PROBLEM 1:
In the excerpt on the American Revolution, restate the passage from "The other secret" to "make it official.", substituting "Traders" for "Merchants".
PROBLEM 2:
According to the excerpt on the American Revolution, which battle did the Americans win in September 1777?
PROBLEM 3:
Extend the excerpt on the American Revolution beyond its final sentence.

First, The Americans used a very different style of combat that the British called “ungentlemanly.” Geography played a big part in the Americans beating the Brits. In Europe, most of the land was open farmland which allowed armies to face each other on the battlefield (marching towards the enemy while being shot at). The Americans, living in a wilderness, thought that this idea method of fighting was stupid. The enemies of the colonists were often the Indians who used guerrilla tactics of striking and then disappear back into the woods. The Americans picked up this style and used it on their new enemy. The British called the Americans cowards, but in the end, war is war, right?
The other secret weapon was time. The American strategy was to hold out long enough to wear the British down. A few years into the war and riots had begun to break out in London as the economic effects of the war began to hit home. Merchants put pressure on Parliament to end the whole thing so they could go back to trading with the Americans.
The French Weigh In
Since 1776, the French king had been sneaking supplies past the British blockade to aide the Americans, but until the Americans could prove they could hold their own, they weren’t ready to come out and declare war on Britain. However, when the American won the Battle of Saratoga in September 1777, capturing 7000 British POW’s the French decided to make it official.
On February 6, 1788, the French and the Americans signed an alliance that officially recognized the United States of America as an independent nation. In 1779, Spain entered the war as an ally of France (but not the United States because the American colonists kept trying to grab Spanish Florida.) Aside from gaining badly needed allies, the Battle of Saratoga was important for another reason. It made the British realize that there was a chance that they could lose this thing. The British Prime Minister, Lord North, urged King George to try to make peace, but he flat out refused to entertain the idea. On March 6, 1778, Parliament repealed the Townshend Act and the Intolerable Acts. But as the saying goes, it was too little, too late.

RAW RECORDS:
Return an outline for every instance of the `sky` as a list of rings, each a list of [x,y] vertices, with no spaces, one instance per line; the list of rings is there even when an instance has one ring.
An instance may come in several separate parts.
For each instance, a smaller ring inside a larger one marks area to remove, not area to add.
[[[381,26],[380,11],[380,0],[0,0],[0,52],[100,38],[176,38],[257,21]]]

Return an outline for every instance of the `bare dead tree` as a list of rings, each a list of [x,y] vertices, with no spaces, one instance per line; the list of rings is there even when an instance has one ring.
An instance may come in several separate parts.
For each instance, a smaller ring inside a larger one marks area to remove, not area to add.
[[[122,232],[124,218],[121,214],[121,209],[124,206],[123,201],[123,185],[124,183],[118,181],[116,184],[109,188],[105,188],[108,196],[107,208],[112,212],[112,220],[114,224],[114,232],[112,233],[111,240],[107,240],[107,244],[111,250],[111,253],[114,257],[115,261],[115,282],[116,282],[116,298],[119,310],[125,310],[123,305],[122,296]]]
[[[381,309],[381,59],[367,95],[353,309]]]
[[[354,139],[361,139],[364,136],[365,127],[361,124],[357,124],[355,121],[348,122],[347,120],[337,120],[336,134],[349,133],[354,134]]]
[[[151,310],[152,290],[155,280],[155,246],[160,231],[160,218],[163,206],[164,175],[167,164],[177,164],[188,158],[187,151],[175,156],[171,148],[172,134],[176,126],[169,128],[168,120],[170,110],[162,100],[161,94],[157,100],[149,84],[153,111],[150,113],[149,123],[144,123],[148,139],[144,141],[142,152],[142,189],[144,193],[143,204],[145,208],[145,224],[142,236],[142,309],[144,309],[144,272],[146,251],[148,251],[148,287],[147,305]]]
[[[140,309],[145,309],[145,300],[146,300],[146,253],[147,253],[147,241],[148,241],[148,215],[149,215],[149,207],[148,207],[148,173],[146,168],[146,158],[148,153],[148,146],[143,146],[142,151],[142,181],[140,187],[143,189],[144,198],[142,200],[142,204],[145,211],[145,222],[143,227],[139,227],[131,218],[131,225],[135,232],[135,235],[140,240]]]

---

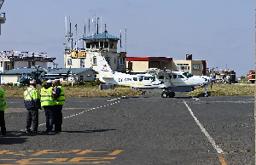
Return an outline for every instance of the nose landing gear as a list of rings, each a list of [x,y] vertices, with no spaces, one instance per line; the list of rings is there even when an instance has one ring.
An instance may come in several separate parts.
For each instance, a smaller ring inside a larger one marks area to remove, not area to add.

...

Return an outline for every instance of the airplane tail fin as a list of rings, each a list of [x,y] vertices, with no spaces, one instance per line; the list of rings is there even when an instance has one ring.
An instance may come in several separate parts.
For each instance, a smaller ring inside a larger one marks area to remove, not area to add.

EXERCISE OUTPUT 1:
The other secret weapon was time. The American strategy was to hold out long enough to wear the British down. A few years into the war and riots had begun to break out in London as the economic effects of the war began to hit home. Traders put pressure on Parliament to end the whole thing so they could go back to trading with the Americans.
The French Weigh In
Since 1776, the French king had been sneaking supplies past the British blockade to aide the Americans, but until the Americans could prove they could hold their own, they weren’t ready to come out and declare war on Britain. However, when the American won the Battle of Saratoga in September 1777, capturing 7000 British POW’s the French decided to make it official.

EXERCISE OUTPUT 2:
The Battle of Saratoga.

EXERCISE OUTPUT 3:
Lord Dunmore's Proclamation
The British then made two decisions that would seal their defeat. First, they pulled their troops out of Philadelphia to protect New York City and decided on a “Hail Mary pass” to conquer the southern colonies. The king was convinced that the colonies of the south were still loyal and all that was needed for them to switch sides was a show of force. Only, this never happened. The royal governor of Virginia, Lord Dunmore, realized that he could use the southern colonies greatest asset against them. Dunmore issued a proclamation offering freedom to any slaves who would join the British cause. He soon had 500 black men enlisted in the Ethiopian Regiment who stormed Norfolk and converted it back into a loyalist stronghold. It might be worth noting that the Continental Congress thought of offering African-Americans the same deal but decided against it out of fear that the southern colonies would back out of the union. Rather than turning the tide of the war in favor of the British, it had the opposite effect. Many plantation owners might have been conservative and loyalist but by freeing their slaves, Lord Dunmore drove them into the patriot camp.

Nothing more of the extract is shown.